(Beginning of Given information)
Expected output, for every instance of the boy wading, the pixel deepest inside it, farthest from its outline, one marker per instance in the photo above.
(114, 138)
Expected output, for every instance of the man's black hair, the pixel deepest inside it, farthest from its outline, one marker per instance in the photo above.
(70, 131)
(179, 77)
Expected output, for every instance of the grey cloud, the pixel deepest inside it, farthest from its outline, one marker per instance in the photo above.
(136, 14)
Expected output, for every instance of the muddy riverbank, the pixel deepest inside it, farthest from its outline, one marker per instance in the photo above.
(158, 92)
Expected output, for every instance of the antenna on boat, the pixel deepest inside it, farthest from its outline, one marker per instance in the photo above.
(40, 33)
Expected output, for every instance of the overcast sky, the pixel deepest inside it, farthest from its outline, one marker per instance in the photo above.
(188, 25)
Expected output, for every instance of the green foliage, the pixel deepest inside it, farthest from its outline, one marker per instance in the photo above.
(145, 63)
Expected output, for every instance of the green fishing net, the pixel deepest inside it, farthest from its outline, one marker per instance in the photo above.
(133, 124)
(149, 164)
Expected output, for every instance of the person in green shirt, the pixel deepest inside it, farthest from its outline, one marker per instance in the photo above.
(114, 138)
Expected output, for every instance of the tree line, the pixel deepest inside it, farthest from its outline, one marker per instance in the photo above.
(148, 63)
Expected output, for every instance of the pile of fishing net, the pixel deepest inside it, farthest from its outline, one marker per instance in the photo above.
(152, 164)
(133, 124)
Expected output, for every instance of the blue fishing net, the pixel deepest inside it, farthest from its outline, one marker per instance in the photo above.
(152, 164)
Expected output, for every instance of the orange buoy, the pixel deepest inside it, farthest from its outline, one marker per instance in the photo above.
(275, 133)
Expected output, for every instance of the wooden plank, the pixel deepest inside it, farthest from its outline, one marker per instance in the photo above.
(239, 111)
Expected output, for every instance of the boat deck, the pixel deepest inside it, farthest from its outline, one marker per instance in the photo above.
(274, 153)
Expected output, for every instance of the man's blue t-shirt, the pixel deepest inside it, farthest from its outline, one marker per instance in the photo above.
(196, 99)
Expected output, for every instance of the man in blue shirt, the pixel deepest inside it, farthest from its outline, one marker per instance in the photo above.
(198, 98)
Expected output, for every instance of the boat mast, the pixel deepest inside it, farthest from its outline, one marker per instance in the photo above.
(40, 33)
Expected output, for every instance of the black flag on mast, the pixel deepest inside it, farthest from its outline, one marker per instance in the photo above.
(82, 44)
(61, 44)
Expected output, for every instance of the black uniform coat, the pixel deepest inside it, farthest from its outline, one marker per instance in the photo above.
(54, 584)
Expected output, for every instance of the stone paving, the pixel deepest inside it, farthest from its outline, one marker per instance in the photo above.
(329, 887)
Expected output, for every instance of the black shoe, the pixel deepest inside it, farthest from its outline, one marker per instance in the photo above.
(End of Given information)
Give the listing again in its entirety, exactly as written.

Expected output, for every instance of the boy wading, the pixel deepest inside it, farthest from its outline, one marker per instance in the photo above.
(114, 138)
Expected output, for every instance of the man's black hair, the pixel deepest inside it, farthest from its outline, one marker per instance in the photo above.
(70, 131)
(179, 77)
Expected output, for every instance of the grey cloud, the pixel deepest inside it, farthest from its outline, one marker per instance in the photo above.
(136, 14)
Expected output, for every instance of the muddy riverbank, the pixel deepest inside it, farthest from its outline, one marker per instance in the photo above.
(158, 92)
Expected output, for every instance of the antenna on boat, the pixel deepest inside it, farthest from its outline, one marker per instance in the photo above.
(40, 33)
Expected output, for every instance of the overcast sky, the pixel deepest inside it, farthest from its outline, one marker per instance in the photo above.
(188, 25)
Expected output, for every instance of the green foliage, the pixel deepest inside it, farthest from its outline, one marker per instance in the photo above.
(145, 63)
Expected output, for every instance of the green fishing net, the pixel deepest inside it, farthest from its outline, one marker per instance in the photo above.
(133, 124)
(149, 164)
Expected output, for every instance of the person in green shirt, the pixel deepest inside it, farthest from its outline, one marker per instance in the photo above.
(114, 138)
Expected output, for every instance of the tree line, the pixel deepest inside it, farthest from its outline, one marker per instance in the photo above.
(148, 63)
Expected output, for every instance of the pile of fishing net, the pixel deepest inside it, farthest from its outline, one marker per instance in the photo above.
(152, 164)
(133, 124)
Expected output, for every instance of the blue fishing net, the pixel deepest inside it, farthest from its outline, one marker per instance in the photo above.
(152, 164)
Expected output, for every instance of the orange buoy, the pixel deepest inside it, farthest from its outline, one marker per instance in the photo above.
(275, 133)
Expected output, for every instance of the wooden plank, the pixel deepest inside it, farthest from its outline, one marker per instance in the photo above.
(239, 111)
Expected output, for every instance of the boat deck, the pixel deepest inside it, farthest from its outline, one marker per instance in the photo above.
(274, 153)
Expected output, for every instance of the man's blue t-shirt, the pixel deepest inside it, farthest from its outline, one marker per instance in the photo above.
(196, 99)
Expected output, for every instance of the man in blue shirt, the pixel deepest inside it, farthest from its outline, one marker per instance in the photo above.
(198, 98)
Expected output, for every instance of the boat mast, the pixel deepest inside it, farthest from its outline, one marker per instance in the photo above.
(40, 33)
Expected output, for every instance of the black flag on mast, the pixel deepest inside it, farthest from its outline, one marker per instance in the photo above.
(82, 44)
(61, 44)
Expected output, for every instance of the black uniform coat, the pixel deepest inside it, farthest from its outline, one marker per instance in the photo above.
(54, 584)
Expected output, for every instance of the stone paving, the pixel deepest inside it, farthest from its outline, one marker per instance in the photo above.
(329, 887)
Expected output, for every instance of the black shoe, the pixel deepest inside it, farthest from its outline, one marker per instance in the photo above.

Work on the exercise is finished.